Task details —
The records should be repeated word for word, pictures excluded.

Exercise material —
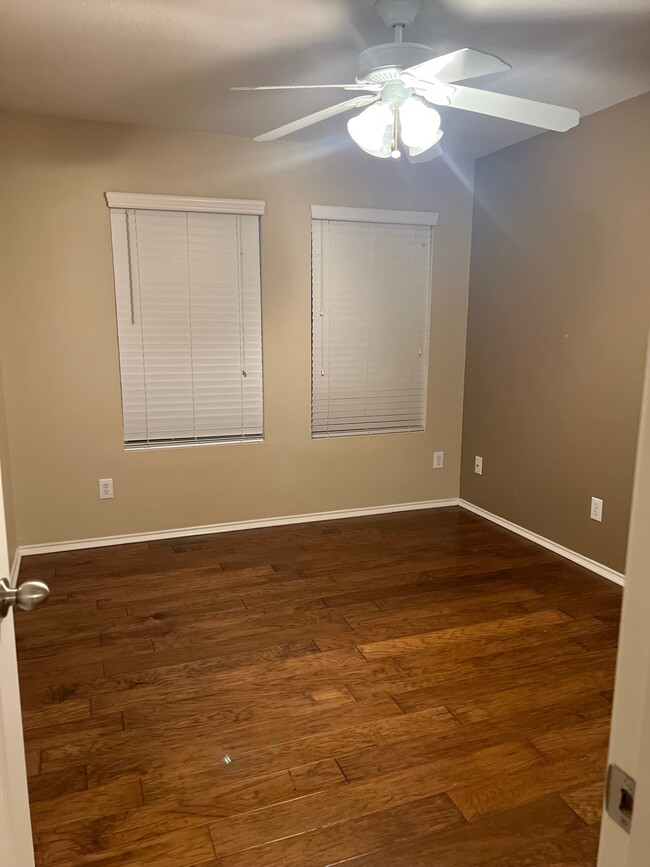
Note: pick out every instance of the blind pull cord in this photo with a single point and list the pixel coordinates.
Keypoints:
(130, 215)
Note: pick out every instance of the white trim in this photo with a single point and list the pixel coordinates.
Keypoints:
(103, 541)
(374, 215)
(580, 559)
(185, 203)
(15, 568)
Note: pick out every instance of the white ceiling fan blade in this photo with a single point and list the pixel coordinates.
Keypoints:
(425, 157)
(528, 111)
(317, 116)
(456, 66)
(371, 87)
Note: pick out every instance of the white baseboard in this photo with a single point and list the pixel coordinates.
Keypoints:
(580, 559)
(102, 541)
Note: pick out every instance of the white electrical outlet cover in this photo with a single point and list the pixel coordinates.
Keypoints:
(106, 489)
(596, 513)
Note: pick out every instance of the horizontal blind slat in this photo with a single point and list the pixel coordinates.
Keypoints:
(371, 295)
(188, 312)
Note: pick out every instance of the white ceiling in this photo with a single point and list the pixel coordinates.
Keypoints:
(170, 63)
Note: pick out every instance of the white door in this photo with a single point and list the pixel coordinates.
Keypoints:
(16, 847)
(629, 746)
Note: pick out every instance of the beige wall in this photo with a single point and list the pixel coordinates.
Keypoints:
(59, 346)
(6, 481)
(558, 320)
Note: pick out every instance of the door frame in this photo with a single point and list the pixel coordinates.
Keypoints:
(629, 746)
(16, 842)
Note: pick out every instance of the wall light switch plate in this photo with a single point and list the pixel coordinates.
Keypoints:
(106, 489)
(596, 509)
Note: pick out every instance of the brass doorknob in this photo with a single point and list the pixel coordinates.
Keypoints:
(29, 595)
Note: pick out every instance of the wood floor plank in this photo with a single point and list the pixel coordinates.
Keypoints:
(587, 801)
(400, 689)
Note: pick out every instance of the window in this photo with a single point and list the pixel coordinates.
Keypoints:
(187, 284)
(371, 297)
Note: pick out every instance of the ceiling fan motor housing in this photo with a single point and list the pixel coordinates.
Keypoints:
(385, 62)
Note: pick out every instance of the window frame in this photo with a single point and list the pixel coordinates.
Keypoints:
(333, 213)
(185, 205)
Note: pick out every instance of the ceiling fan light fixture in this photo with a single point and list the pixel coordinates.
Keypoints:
(371, 129)
(419, 125)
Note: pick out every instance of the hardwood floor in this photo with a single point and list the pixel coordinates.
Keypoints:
(422, 688)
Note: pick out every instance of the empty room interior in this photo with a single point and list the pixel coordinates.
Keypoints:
(323, 333)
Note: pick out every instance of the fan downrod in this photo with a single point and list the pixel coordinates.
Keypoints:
(398, 13)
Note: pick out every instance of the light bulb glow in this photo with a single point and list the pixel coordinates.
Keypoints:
(371, 129)
(419, 125)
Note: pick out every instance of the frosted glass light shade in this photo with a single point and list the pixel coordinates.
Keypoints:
(419, 125)
(371, 129)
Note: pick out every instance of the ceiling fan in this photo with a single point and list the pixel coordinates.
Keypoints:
(398, 82)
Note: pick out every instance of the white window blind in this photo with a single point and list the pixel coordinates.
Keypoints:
(189, 325)
(371, 296)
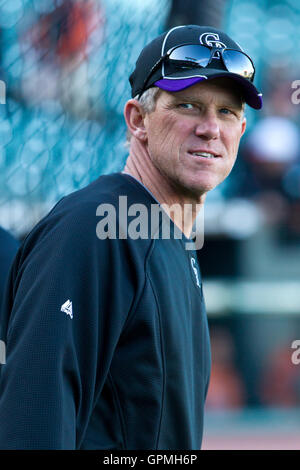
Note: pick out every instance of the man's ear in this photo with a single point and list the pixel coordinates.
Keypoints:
(134, 116)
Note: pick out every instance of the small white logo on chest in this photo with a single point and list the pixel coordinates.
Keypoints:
(193, 263)
(67, 308)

Response for this exercise —
Note: pick out every instance of the blind pull cord in this photo with a single point and list the pixel coordinates.
Keypoints:
(130, 215)
Note: pick out every instance of the white trim in this photo with a single point and list the pixel coordinates.
Keypoints:
(103, 541)
(374, 215)
(580, 559)
(185, 203)
(15, 568)
Note: pick out every instance of the white ceiling fan blade in this photo with a single point and list the pixel coordinates.
Keypoints:
(425, 157)
(528, 111)
(317, 116)
(456, 66)
(371, 87)
Note: pick out every instance of the white baseboard in this photo with a single point and list the pixel coordinates.
Keypoints:
(580, 559)
(102, 541)
Note: pick out every instance of the white electrical outlet cover in this photo with a single point and list the pixel coordinates.
Keypoints:
(106, 489)
(596, 513)
Note: pick out every instance of the horizontal blind slat in this photo with a single point and list the pixel coordinates.
Keypoints:
(371, 295)
(188, 312)
Note: pick out every instance of the white ceiling in this photo with a single point and list the pixel coordinates.
Keypoints:
(170, 63)
Note: pick out every instance of the white door in this photo with a single point and list the pixel coordinates.
Keypoints:
(16, 847)
(629, 746)
Note: pick out every instance of the beige wall in this photo with a single point and list the pixel coordinates.
Keypoints:
(59, 346)
(6, 481)
(558, 320)
Note: pick out every instance of the door frame in this photo with a single point and list the pixel coordinates.
Keypoints:
(629, 746)
(16, 842)
Note: pick out every instance of the wall light switch plate in this photo with a single point and list the pixel coordinates.
Keypoints:
(106, 489)
(596, 509)
Note: pick out every instance of the brass doorknob in this photo with a single point and list the pixel coordinates.
Keypoints:
(29, 595)
Note: pick out every instance of the wood floor plank in this photo with a single point and list the pixel coordinates.
Keypoints:
(587, 801)
(400, 689)
Note: pick out every instance of the window in this photo with a single point and list the pixel coordinates.
Keypoints:
(187, 284)
(371, 297)
Note: pick out every instance of the ceiling fan motor housing in this photo with a single point and list the pixel coordinates.
Keypoints:
(385, 62)
Note: pick out every instance of the window frame in this photo with a single point and list the pixel coordinates.
Keypoints:
(333, 213)
(185, 205)
Note: pick out every instance of the ceiling fan light fixture in this photo with a single point and list the pixel coordinates.
Keypoints:
(371, 129)
(419, 125)
Note: pick out every instance of the hardwood floor in this photo with a single point and list the pixel coordinates.
Keypoints:
(422, 688)
Note: pick out every instance of the empty room interior in this photo with a single point and list the pixel coordinates.
Keypoints:
(323, 333)
Note: pick out every instance of the fan downrod in this photo with a single point and list the pixel coordinates.
Keypoints:
(398, 13)
Note: pick out every instance of the light bulb glow in this photo with a single point and list the pixel coordinates.
Keypoints:
(371, 129)
(419, 125)
Note: pick out every instance of the frosted glass light shade in this photo with a single point and list the pixel coordinates.
Keypoints:
(419, 125)
(371, 129)
Note: pick out every instance of the ceiling fan in this photo with a single point and list the pixel coordinates.
Keypoints:
(398, 82)
Note: pick out every instance of the white window blind in this photo with a single point and list the pixel coordinates.
Keypoints:
(189, 325)
(371, 296)
Note: pick out every instance of the man's ear in this photo with a single point and list the pixel coordinates.
Keypoints:
(134, 116)
Note: pick out every instance of the small white logo on chest in this photo with a single point and list the pixel coordinates.
Keypoints:
(193, 263)
(67, 308)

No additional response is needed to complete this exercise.